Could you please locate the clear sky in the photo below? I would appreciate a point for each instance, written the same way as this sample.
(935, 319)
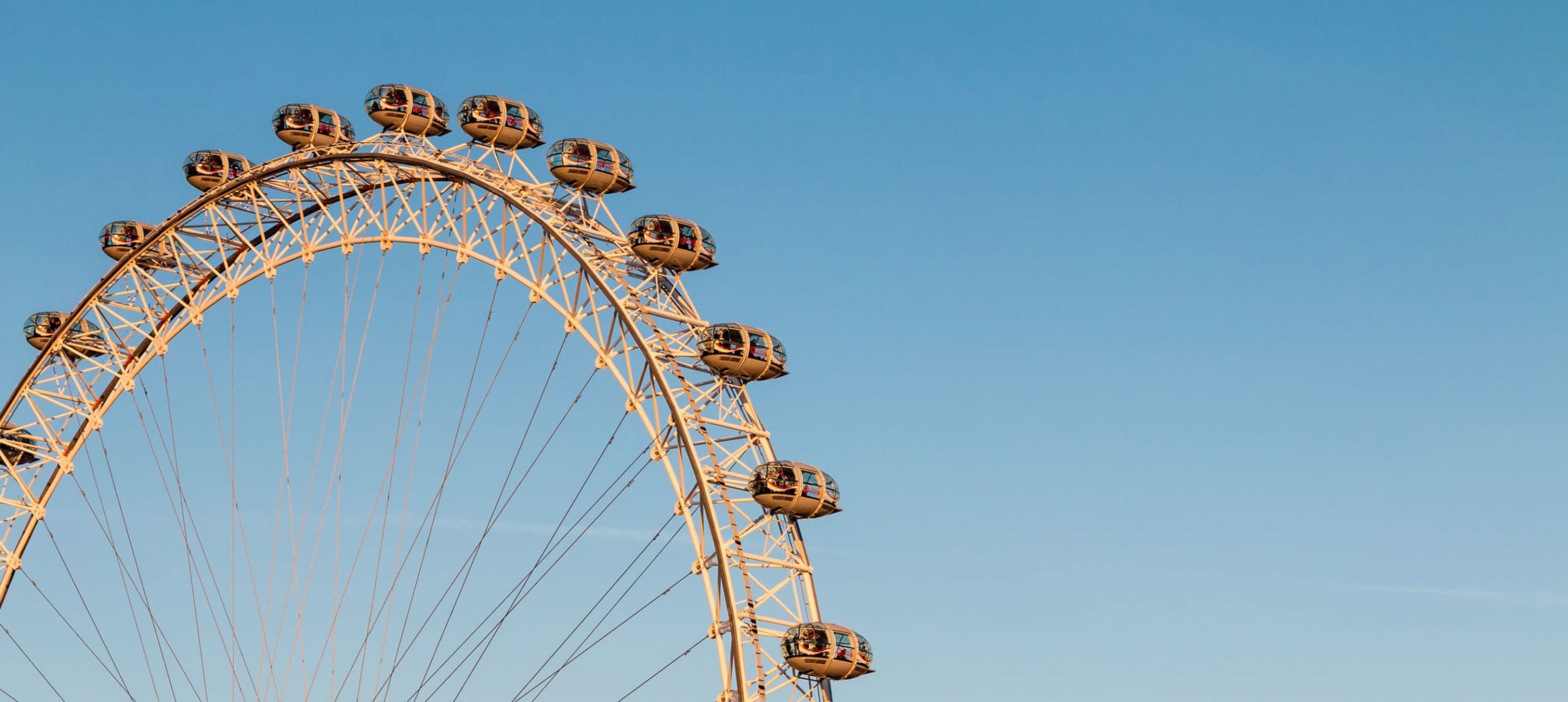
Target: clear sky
(1164, 353)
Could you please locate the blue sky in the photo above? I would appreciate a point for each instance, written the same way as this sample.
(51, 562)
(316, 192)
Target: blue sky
(1163, 352)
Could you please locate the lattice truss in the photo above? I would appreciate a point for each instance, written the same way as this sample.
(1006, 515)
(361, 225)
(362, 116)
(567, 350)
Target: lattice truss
(485, 207)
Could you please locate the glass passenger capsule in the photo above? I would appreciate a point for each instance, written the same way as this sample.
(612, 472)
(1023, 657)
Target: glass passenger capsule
(304, 126)
(742, 352)
(671, 243)
(208, 170)
(83, 339)
(497, 121)
(794, 489)
(590, 165)
(119, 239)
(408, 110)
(18, 445)
(828, 651)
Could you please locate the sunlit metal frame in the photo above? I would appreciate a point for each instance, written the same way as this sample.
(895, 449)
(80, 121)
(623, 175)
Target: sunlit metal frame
(483, 206)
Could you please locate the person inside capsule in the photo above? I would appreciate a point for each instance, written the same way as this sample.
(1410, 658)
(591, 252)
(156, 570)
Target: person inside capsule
(813, 641)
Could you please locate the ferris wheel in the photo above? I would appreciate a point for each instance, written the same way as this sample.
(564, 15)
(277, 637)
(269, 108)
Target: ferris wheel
(331, 470)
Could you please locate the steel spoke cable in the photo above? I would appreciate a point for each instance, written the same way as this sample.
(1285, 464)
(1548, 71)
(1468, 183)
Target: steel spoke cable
(30, 662)
(524, 588)
(614, 605)
(123, 571)
(160, 641)
(388, 480)
(334, 478)
(345, 405)
(231, 649)
(606, 594)
(662, 670)
(181, 513)
(496, 513)
(422, 384)
(236, 521)
(118, 674)
(524, 693)
(159, 635)
(399, 652)
(73, 629)
(435, 507)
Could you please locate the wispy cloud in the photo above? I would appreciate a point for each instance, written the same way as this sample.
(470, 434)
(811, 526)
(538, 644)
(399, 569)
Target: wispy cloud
(541, 529)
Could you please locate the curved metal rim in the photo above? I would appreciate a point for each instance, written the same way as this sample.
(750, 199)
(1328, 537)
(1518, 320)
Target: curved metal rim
(265, 172)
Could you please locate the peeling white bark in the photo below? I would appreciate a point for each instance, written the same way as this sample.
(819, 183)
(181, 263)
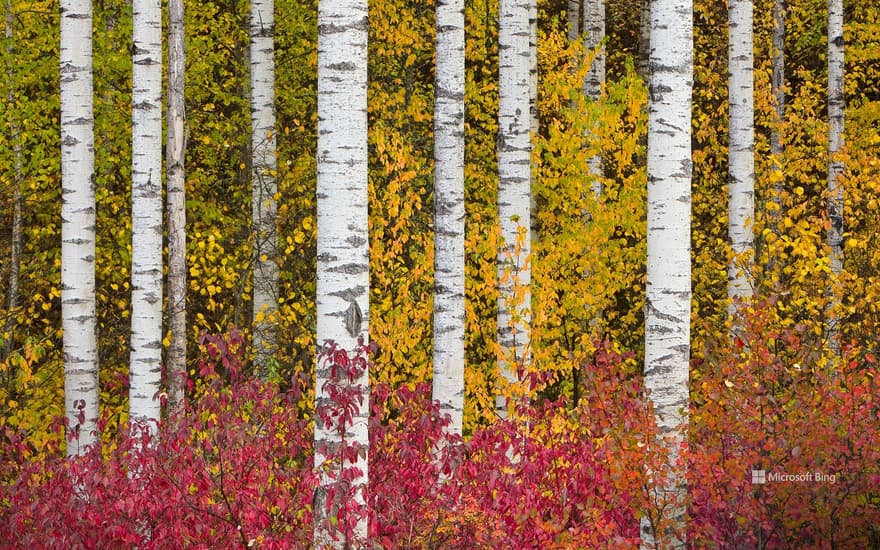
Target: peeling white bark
(449, 213)
(78, 224)
(175, 197)
(667, 309)
(342, 246)
(146, 203)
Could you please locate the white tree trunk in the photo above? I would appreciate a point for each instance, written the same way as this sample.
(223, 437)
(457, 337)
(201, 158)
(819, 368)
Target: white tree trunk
(342, 244)
(836, 105)
(176, 201)
(594, 28)
(667, 309)
(146, 202)
(514, 189)
(264, 186)
(741, 165)
(78, 224)
(449, 258)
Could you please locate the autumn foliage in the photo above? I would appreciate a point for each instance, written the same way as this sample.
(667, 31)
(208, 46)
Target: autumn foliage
(237, 468)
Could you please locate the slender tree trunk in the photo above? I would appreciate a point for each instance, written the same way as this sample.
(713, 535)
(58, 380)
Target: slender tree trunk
(667, 308)
(264, 186)
(342, 247)
(594, 28)
(175, 366)
(449, 214)
(78, 225)
(514, 189)
(644, 65)
(741, 166)
(836, 107)
(777, 83)
(16, 229)
(146, 202)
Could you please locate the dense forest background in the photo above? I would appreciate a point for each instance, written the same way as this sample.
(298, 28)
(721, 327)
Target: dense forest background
(573, 315)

* **EXERCISE GOAL**: Retype the items word for word, beginning at the line that contains "Could you please locate the curved" and stopping after the last line of the items. Leave the pictures out of your copy.

* **SOLUTION**:
Could you please locate the curved metal rim in the photo above? I would appreciate a point for each instance, written the same way as this sample.
(750, 199)
(1328, 537)
(1518, 320)
Target: curved metal rim
(265, 172)
Could you please locate the peeling white bark in the photo below? I would appreciate a point for each instance, written the same way as this sample.
(819, 183)
(181, 263)
Target: peeling white bark
(449, 213)
(78, 224)
(175, 197)
(667, 309)
(342, 246)
(146, 203)
Could you please locate the white tree trunk in the photo above? I would appreciate a point for each instance, written the same way as this sample.
(223, 437)
(457, 337)
(201, 158)
(819, 368)
Target: white tree trunk
(342, 244)
(836, 105)
(176, 201)
(594, 28)
(667, 309)
(146, 202)
(514, 189)
(264, 186)
(741, 165)
(78, 224)
(449, 258)
Could you please locate the autumn foliage in the photo above? I would appreciate a point for each instance, written the same way as this sample.
(667, 31)
(208, 46)
Target: autumn foliage
(237, 468)
Could you please locate the slender tree trunk in the photo above? I would appreciate a point for each instance, written the same way as this sample.
(713, 535)
(58, 380)
Target: slender tree trunk
(667, 308)
(264, 186)
(342, 247)
(594, 28)
(175, 366)
(449, 214)
(78, 225)
(514, 189)
(644, 65)
(741, 166)
(836, 107)
(777, 83)
(16, 229)
(146, 202)
Could you please locate the dense forest background in the photo above? I would appreciate a point for each instance, written the same way as this sample.
(298, 28)
(721, 327)
Target: dense forest background
(573, 315)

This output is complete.